__EJERCICIO PROPUESTO__:
Prosigue el relato del paso por Montevideo a partir de su última oración.

Ya perdí definitivamente el hilo del periplo americano. Pero no quiero dejar en el olvido, ahora que encuentro un minirato para dedicarle a esto, algunos detalles que me impactaron de mi paso por Montevideo, en donde tuve encuentros sumamente interesantes.
Mi primer recuerdo, lamentable, es para el hotel. Un pijoyanqui Hotel Four Points de Sheraton en el que los precios (carísimos, aunque a mí me salió a un precio razonable a través de la agencia) estaban en dólares, sin respeto alguno para el país en que se asientan, y el servicio no estaba a la altura del precio. Un fallo en su sistema de reservas me obligó a llamar a mi agencia para resolver el asunto (llamada que me cargaron al salir, con el tiempo justo para llegar al aeropuerto, osea que sin tiempo para montarles el pollo que merecían). Se lo aseguro, evítenlo: a las 5 de la mañana hora local uno de esos herrumbrosos, viejos y ruidosos camiones norteamericanos que circulan por Uruguay se para un rato a descargar ante la puerta del hotel, y despiertan a cuantos tengan la ventana hacia la calle. La conexión a Internet, 15 dólares diarios (afortunadamente Montevideo está lleno de cibercafés casi gratuitos para un europeo). Y el desayuno vulgar y desproporcionado al precio. Eso me pasa por no buscar un hotel de cadenas europeas (ví sobre el terreno al menos de Ibis y NH), que no tendrán esas camas King para vacas americanas, pero saben tratar a los viajeros.
Por lo demás, la estancia de 24 horas en Uruguay fue de lo más intensa. Pasé en barco desde Buenos Aires a Colonia, y luego en un desvencijado (pero comodísimo, con asientos como sillones de cuarto de estar) autobús llegué a Montevideo. Por el camino me impactó la sequía (ya sabía de ella desde Argentina), las vacas y caballos raquíticos. Pero sobre todo me impactaron los casi diez kilómetros de villamiseria a las puertas de la ciudad.
Naturalmente, como siempre cuando hay mucha carencia, brilla la imaginación, y las cosas se reciclan, y duran, y duran… A medida que me acercaba me parecía estar entrando en la Cuba que conocemos de documentales y películas.
Así que de Montevideo no hay que echar miradas de conjunto, porque son deprimentes. Hay que centrarse en los detalles (claro, sí, Benedetti). Como esta ocurrencia de colocar esa cuando menos curiosa llamada al uso del condón, junto a otro anuncio… de lubricantes.
O esas masas de trabajadores manuales (no casualmente, la mayoría negros) que hace años que no vemos en las ciudades europeas, que semejan trabajadores de un penal.
Pero sobre todo son los detalles arquitectónicos los que me engancharon en mi paseo. Las cúpulas neoclásicas y modernistas, algunos perfiles…
Contrastes a veces interesantes, al menos para el ojo inquieto… Uno de los tics a través de los cuales se expresa mi rústico aprecio por la ciudad burguesa es que cualquier hito planificado e inspirado en el clasicismo me engancha.

Entradas de contorno de áreas etiquetadas:

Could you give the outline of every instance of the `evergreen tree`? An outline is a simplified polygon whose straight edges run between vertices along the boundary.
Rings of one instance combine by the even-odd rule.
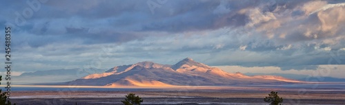
[[[129,93],[126,95],[125,100],[121,102],[125,105],[140,105],[143,100],[139,95],[135,96],[135,93]]]
[[[278,96],[278,92],[271,91],[268,94],[268,97],[266,97],[264,99],[264,101],[270,103],[270,105],[282,105],[281,103],[283,102],[283,98]]]
[[[2,80],[2,75],[0,75],[0,82]],[[10,100],[7,100],[8,97],[6,92],[2,92],[0,89],[0,105],[12,105]],[[15,105],[14,104],[14,105]]]

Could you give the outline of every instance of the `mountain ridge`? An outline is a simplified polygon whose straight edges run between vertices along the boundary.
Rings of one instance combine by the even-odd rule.
[[[248,76],[230,73],[186,58],[169,65],[150,61],[115,67],[67,82],[101,86],[232,86],[237,84],[291,84],[302,82],[279,76]]]

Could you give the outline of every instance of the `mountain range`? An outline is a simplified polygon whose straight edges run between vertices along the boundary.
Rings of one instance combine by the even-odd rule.
[[[145,61],[115,67],[66,84],[110,86],[233,86],[286,84],[304,82],[276,75],[231,73],[186,58],[177,63],[161,65]]]

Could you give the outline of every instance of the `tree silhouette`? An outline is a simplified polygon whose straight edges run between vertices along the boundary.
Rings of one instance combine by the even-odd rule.
[[[264,99],[264,101],[270,103],[270,105],[282,105],[281,103],[283,102],[283,98],[278,96],[278,92],[271,91],[268,94],[268,97],[266,97]]]
[[[136,97],[135,93],[129,93],[126,95],[125,100],[121,102],[125,105],[140,105],[143,101],[139,95]]]
[[[2,80],[2,75],[0,75],[0,82]],[[0,105],[12,105],[10,100],[7,100],[8,97],[6,92],[2,92],[0,89]],[[15,105],[16,104],[14,104]]]

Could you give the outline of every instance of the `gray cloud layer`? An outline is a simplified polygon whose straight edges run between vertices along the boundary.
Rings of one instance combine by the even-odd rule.
[[[0,23],[14,28],[20,71],[95,60],[101,68],[172,64],[186,57],[282,69],[345,64],[345,3],[339,1],[27,1],[39,3],[0,4]]]

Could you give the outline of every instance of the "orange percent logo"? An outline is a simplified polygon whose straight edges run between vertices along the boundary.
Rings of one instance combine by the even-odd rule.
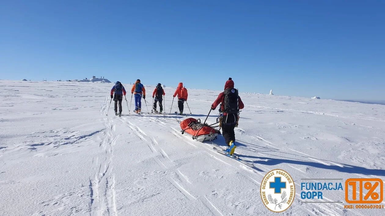
[[[382,180],[380,178],[348,179],[345,181],[345,200],[348,203],[379,203],[382,201],[383,197],[383,185]],[[379,195],[375,192],[379,185]],[[368,191],[365,194],[363,191],[364,189]],[[358,199],[357,190],[359,190]],[[352,200],[349,199],[350,192],[351,192]]]

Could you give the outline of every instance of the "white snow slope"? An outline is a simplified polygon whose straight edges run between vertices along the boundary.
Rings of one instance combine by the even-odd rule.
[[[106,115],[112,84],[0,81],[1,215],[383,215],[344,209],[345,190],[324,191],[323,201],[342,203],[300,198],[301,182],[320,182],[301,178],[343,179],[344,188],[349,178],[383,178],[383,106],[241,94],[236,152],[254,161],[250,168],[182,135],[175,101],[169,116],[132,107],[129,114],[124,101],[124,115],[114,115],[113,101]],[[164,89],[169,112],[175,89]],[[219,92],[189,89],[192,117],[204,120]],[[214,142],[225,145],[221,136]],[[260,195],[262,178],[277,168],[296,186],[280,214]]]

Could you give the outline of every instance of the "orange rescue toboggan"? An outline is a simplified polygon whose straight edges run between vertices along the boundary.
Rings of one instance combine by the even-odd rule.
[[[196,120],[194,118],[189,118],[181,122],[182,134],[186,133],[192,139],[200,142],[214,140],[221,134],[220,131],[211,125],[201,123],[200,119]]]

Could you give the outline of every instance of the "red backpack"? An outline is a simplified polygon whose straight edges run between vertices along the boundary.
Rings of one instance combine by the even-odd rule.
[[[181,89],[181,97],[186,98],[187,97],[187,89],[184,87],[182,87]]]

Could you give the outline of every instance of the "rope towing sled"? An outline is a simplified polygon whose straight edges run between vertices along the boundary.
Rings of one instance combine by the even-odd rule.
[[[199,142],[212,141],[218,138],[221,132],[212,127],[217,123],[208,125],[206,123],[201,123],[201,119],[189,118],[181,122],[181,132],[182,134],[186,135]]]

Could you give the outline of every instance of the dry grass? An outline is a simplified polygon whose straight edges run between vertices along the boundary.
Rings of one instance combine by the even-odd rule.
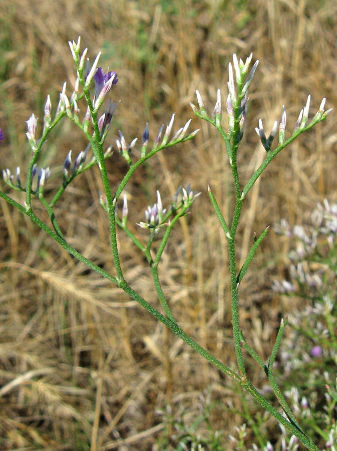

__RESPUESTA ESPERADA__:
Y me enganchan los edificios públicos, especialmente cuando quien los diseñó se esforzó, más que en transmitir Poder, en transmitir la idea de res pública (vale, aunque sea falsa).
Sin embargo, el edificio más famoso de la ciudad me pareció una horterada. Se nota que era italiano el arquitecto, y ciertamente tiene algunas de esas que llaman, soluciones atrevidas para la época. Pero lo más atrevido fue construirlo y quedarse tan pancho (no, tan pancho no, que hizo dos casi iguales). Seguro que antes le dieron con el proyecto en las narices en Nueva York. Eso sí, divertido lo es… Uno espera ver salir a Totó haciendo el payaso por una de sus ventanas.
No tuve tiempo de ver el museo de Torres García, aunque entré al hall-librería, y luego pude ver su impronta en otros detalles urbanos.
Y esta es la prueba de que estuve allí… si es que alguien sabe en qué calle está esa floristería
Para que se hagan idea, está justo enfrente de un edificio en el que se han andado sin tonterías: el edificio Febo. Osea, e-febo. No quise averiguar qué tipo de negocios había en él.
Hay más detalles, claro. Pero para muestra un botón.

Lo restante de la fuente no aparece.